Aim of the exercise — Write out the data again in full, exactly as it reads.

## START Entries supplied

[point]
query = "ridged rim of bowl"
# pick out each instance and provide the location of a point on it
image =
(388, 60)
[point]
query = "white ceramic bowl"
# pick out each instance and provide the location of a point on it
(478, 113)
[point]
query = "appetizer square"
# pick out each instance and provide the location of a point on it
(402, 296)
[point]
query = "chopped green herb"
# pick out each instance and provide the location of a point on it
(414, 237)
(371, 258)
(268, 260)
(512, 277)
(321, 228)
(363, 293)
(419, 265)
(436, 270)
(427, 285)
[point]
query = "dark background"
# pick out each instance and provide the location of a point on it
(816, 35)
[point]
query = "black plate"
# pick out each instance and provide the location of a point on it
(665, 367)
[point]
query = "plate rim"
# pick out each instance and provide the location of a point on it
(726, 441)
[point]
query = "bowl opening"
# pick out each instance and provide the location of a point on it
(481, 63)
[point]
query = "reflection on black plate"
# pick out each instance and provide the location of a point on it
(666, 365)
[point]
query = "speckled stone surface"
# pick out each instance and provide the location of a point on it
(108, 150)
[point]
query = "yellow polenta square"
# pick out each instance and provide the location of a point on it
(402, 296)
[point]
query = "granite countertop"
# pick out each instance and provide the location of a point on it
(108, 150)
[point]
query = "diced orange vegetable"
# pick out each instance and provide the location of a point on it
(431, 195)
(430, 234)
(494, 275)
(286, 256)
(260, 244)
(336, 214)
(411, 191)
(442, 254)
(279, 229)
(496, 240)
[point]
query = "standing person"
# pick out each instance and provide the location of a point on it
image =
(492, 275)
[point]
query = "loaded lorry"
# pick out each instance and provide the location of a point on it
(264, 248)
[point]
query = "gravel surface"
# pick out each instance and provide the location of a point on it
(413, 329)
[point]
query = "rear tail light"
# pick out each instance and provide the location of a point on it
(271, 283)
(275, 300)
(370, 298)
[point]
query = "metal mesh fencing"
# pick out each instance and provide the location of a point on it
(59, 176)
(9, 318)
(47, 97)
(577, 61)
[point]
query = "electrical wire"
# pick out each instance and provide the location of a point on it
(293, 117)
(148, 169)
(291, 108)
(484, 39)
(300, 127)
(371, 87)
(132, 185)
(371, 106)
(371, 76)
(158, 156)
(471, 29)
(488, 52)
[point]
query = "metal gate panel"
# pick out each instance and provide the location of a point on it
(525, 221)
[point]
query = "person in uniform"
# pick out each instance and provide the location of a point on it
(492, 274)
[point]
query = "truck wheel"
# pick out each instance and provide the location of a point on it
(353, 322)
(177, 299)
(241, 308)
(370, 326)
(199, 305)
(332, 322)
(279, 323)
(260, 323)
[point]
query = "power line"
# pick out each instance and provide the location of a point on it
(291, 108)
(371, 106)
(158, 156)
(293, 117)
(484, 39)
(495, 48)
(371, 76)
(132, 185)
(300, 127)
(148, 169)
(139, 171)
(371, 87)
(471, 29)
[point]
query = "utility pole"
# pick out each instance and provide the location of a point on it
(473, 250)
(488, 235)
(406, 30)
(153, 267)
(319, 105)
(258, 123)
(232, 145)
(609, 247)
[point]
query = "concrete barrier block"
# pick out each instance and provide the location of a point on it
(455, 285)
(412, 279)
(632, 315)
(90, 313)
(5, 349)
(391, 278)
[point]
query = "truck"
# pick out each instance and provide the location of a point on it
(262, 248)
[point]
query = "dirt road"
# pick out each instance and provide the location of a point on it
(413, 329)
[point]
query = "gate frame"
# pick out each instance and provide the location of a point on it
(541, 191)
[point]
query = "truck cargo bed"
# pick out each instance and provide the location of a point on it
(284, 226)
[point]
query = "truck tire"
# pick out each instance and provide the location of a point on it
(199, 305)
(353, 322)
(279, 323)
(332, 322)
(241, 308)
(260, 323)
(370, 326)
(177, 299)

## END Entries supplied

Exercise result —
[point]
query = "ridged rim of bowl"
# pick out each instance and provide the location of a point on it
image =
(388, 60)
[point]
query = "white ceramic bowl"
# pick out each instance and provide the location of a point on it
(478, 113)
[point]
query = "appetizer square"
# pick out each instance and provide the location of a point on it
(402, 296)
[point]
query = "chopped green herb"
# pick out each instance and provide the location of a point on it
(414, 237)
(371, 258)
(268, 260)
(512, 277)
(321, 228)
(363, 293)
(419, 265)
(436, 270)
(427, 285)
[point]
query = "dark background"
# pick out each instance and provide the location of a point on it
(816, 35)
[point]
query = "black plate"
# pick out each instance and provide the location of a point on it
(665, 367)
[point]
query = "plate rim"
# pick out each instance and provide the location of a point on it
(726, 441)
[point]
query = "bowl opening"
# pick out each instance and provide the location of a point on it
(481, 63)
[point]
query = "reflection on black plate"
# pick out each instance and provide the location of a point on it
(666, 365)
[point]
query = "speckled stone surface"
# pick out each instance and provide the location of a point on it
(108, 150)
[point]
query = "yellow polenta square"
# pick out each instance and provide the location of a point on it
(402, 296)
[point]
query = "granite countertop"
# pick out each instance and provide the location of a point on it
(108, 150)
[point]
query = "diced orange vegetable"
# pick out each instance and provide the location of a point on it
(431, 195)
(430, 234)
(494, 275)
(286, 256)
(260, 244)
(336, 214)
(411, 191)
(442, 254)
(279, 229)
(496, 240)
[point]
query = "standing person"
# pick out each instance and provide the location of a point on it
image =
(492, 275)
[point]
query = "loaded lorry"
# pick out each instance and provide the location of a point on it
(264, 248)
[point]
query = "gravel surface"
# pick out each instance and provide the location of a point on it
(413, 329)
[point]
query = "rear tail light"
# pick out each instance and provide the location of a point on it
(271, 283)
(275, 300)
(370, 298)
[point]
query = "metal mesh fencing"
# pick out each instance and provide the location of a point on it
(59, 176)
(9, 318)
(47, 97)
(577, 61)
[point]
query = "electrical wire"
# pick out each instance and provide the location of a point on it
(293, 117)
(148, 169)
(291, 108)
(484, 39)
(300, 127)
(371, 87)
(132, 185)
(371, 106)
(371, 76)
(158, 156)
(471, 29)
(488, 52)
[point]
query = "metal gate panel"
# pick out each instance and provide the location of a point on it
(525, 221)
[point]
query = "person in uniform"
# pick out each instance and provide the location of a point on it
(492, 274)
[point]
query = "truck wheel"
# pick out each instance and provide the location of a point on it
(353, 322)
(177, 299)
(241, 308)
(370, 326)
(199, 305)
(332, 322)
(279, 323)
(260, 323)
[point]
query = "power line"
# pick out each instance and provide the location of a point on it
(291, 108)
(371, 106)
(158, 156)
(293, 117)
(484, 39)
(495, 48)
(371, 76)
(132, 185)
(300, 127)
(148, 169)
(139, 171)
(371, 87)
(471, 29)
[point]
query = "utility pole"
# pick out each instance and provide the location of a point on it
(473, 250)
(488, 235)
(406, 30)
(153, 267)
(319, 105)
(258, 123)
(232, 145)
(609, 247)
[point]
query = "concrete barrier block"
# pick out each instance and provide the location of a point on it
(455, 285)
(412, 279)
(632, 315)
(90, 313)
(5, 349)
(391, 278)
[point]
query = "truck"
# pick out each instance and provide the location of a point on it
(262, 248)
[point]
query = "dirt road"
# pick out each instance and provide the location of a point on it
(413, 329)
[point]
query = "gate frame"
# pick out each instance and provide the location of a point on it
(541, 191)
[point]
query = "truck cargo bed"
# pick out each instance and provide the location of a point on it
(284, 226)
[point]
query = "truck tire"
# pick out each instance and provide the location of a point on it
(199, 305)
(353, 322)
(279, 323)
(332, 322)
(241, 308)
(260, 323)
(370, 326)
(177, 299)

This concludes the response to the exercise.